**Given text**

»»

If you wanna go to deep space, as NASA does, you gotta have lots of plutonium, which NASA doesn't

 A ‘hot cell’ at Oak Ridge National Laboratory, where plutonium is processed. Photo: Alexandra Witze
A ‘hot cell’ at Oak Ridge National Laboratory, where plutonium is processed.  
In the journal Nature, Alexandra Witze writes about a precious commodity for the American space program--plutonium. NASA currently has 35 kilograms of plutonium-238 to power its deep-space missions, but that won't get us very far, and they're worried about running out. The story explores research into creating more of the stuff at Oak Ridge National Laboratory (ORNL) in Tennessee:
The isotope is not found in nature, so it has to be made in nuclear reactors. But the main US supply shut down in 1988, when the Savannah River Plant near Aiken, South Carolina, run by the Department of Energy (DOE), stopped making 238Pu as part of a nuclear-weapons phase-out. Four years later, the DOE began purchasing small amounts of the isotope from the Russian government, but those acquisitions have also ended.
As a result, NASA now has just 35 kilograms of plutonium product — a small supply that may not match the demand to send missions to Mars, the moons of Jupiter and beyond. And the crunch got even worse in late 2013, when budget constraints led NASA to cancel a program to develop a radioisotope power source that would have used one-quarter of the plutonium of conventional designs.

««

**Data for analysis**
»»

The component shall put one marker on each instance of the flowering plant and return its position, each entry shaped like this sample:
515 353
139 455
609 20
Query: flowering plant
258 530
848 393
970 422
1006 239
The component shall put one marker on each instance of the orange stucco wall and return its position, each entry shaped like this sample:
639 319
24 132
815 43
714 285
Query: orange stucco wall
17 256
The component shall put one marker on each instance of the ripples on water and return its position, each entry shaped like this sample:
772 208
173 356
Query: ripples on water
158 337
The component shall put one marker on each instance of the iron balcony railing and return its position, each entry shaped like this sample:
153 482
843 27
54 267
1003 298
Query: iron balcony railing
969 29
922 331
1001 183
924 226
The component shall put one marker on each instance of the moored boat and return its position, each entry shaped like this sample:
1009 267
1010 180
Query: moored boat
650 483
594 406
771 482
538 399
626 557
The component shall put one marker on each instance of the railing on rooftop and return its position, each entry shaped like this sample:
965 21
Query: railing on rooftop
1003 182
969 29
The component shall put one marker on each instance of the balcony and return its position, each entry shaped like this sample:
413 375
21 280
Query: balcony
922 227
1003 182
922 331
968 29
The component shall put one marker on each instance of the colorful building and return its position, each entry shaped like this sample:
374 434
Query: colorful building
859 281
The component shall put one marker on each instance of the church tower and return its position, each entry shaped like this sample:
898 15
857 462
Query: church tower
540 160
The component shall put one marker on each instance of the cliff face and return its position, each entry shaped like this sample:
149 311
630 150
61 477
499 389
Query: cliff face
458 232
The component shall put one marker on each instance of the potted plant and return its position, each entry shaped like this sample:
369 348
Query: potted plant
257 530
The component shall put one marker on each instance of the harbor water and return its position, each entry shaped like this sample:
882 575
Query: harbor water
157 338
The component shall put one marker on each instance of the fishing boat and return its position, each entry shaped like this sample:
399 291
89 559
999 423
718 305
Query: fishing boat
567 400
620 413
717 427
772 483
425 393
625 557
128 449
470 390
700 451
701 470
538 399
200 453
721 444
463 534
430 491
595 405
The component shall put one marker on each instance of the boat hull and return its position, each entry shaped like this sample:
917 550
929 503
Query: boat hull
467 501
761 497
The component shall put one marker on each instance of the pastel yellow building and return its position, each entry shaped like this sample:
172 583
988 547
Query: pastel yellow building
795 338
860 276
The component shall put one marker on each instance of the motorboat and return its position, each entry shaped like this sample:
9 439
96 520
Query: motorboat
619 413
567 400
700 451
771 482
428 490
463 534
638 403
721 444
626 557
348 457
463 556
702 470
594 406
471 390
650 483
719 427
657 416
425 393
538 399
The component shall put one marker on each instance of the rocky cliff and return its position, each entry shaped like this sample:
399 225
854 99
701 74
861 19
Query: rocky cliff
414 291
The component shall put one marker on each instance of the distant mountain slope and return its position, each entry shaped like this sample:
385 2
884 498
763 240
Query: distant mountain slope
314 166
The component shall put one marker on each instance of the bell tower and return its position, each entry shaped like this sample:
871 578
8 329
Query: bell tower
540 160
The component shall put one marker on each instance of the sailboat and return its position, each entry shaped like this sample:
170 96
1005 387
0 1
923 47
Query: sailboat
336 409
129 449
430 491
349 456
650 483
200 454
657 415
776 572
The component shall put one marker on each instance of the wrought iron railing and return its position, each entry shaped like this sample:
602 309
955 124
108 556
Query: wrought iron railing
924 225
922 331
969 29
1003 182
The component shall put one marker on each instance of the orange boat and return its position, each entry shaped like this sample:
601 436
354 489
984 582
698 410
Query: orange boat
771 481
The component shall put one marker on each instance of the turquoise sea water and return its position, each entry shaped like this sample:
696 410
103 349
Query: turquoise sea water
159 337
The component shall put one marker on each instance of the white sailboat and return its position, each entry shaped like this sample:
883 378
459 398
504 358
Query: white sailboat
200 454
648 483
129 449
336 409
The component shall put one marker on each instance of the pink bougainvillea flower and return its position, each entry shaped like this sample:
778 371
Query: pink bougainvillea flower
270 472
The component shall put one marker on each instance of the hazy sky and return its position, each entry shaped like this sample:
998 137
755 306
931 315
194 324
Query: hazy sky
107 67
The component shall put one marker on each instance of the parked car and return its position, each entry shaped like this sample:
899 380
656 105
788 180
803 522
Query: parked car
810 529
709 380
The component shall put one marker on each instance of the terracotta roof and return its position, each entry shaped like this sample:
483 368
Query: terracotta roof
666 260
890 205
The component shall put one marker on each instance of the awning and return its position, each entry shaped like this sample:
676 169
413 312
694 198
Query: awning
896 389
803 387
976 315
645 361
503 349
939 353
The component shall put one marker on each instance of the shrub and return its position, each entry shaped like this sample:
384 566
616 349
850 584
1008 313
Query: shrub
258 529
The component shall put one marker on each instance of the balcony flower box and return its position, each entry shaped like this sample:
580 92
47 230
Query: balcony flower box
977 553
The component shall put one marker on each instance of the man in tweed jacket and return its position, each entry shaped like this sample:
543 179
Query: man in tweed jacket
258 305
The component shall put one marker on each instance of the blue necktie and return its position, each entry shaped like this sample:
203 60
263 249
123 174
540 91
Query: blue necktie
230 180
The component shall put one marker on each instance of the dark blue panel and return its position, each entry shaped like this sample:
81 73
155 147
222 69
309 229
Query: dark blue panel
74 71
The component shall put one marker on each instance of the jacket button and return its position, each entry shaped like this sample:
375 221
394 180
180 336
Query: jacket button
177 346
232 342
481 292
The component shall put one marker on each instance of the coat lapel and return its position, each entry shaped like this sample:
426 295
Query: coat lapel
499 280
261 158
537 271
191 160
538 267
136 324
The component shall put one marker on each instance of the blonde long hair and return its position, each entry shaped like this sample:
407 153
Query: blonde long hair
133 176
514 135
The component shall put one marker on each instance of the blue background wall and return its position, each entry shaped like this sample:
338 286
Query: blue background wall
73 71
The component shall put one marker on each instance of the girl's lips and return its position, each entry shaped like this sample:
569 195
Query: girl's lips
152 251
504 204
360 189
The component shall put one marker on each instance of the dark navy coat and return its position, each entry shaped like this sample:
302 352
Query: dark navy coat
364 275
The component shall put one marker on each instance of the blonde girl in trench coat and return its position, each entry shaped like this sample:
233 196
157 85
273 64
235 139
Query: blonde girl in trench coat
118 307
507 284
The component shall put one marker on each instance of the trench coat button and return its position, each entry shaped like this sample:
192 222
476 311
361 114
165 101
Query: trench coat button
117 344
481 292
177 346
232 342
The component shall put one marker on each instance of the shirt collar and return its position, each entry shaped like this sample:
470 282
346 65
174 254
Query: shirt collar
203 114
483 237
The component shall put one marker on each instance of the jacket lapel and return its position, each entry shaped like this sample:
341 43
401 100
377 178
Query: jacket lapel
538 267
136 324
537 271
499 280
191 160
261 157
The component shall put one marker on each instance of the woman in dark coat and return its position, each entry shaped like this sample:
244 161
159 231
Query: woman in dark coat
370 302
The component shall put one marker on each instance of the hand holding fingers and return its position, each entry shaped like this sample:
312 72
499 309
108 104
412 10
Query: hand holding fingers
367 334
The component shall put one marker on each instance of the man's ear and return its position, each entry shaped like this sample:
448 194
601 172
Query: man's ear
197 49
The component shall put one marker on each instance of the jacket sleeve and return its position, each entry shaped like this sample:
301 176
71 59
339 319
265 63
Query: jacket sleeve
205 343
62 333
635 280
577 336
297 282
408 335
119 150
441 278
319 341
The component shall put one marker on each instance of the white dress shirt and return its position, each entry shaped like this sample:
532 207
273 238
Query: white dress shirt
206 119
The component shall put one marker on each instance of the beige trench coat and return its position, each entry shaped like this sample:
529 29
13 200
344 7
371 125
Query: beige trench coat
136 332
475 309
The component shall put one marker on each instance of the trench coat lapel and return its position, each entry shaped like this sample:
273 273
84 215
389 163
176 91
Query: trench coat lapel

««

**About this task**
According to the text about NASA's plutonium supply, in what year did the Savannah River Plant stop making plutonium-238? The items are unrelated to the text about NASA's plutonium supply.

**Reply**
1988.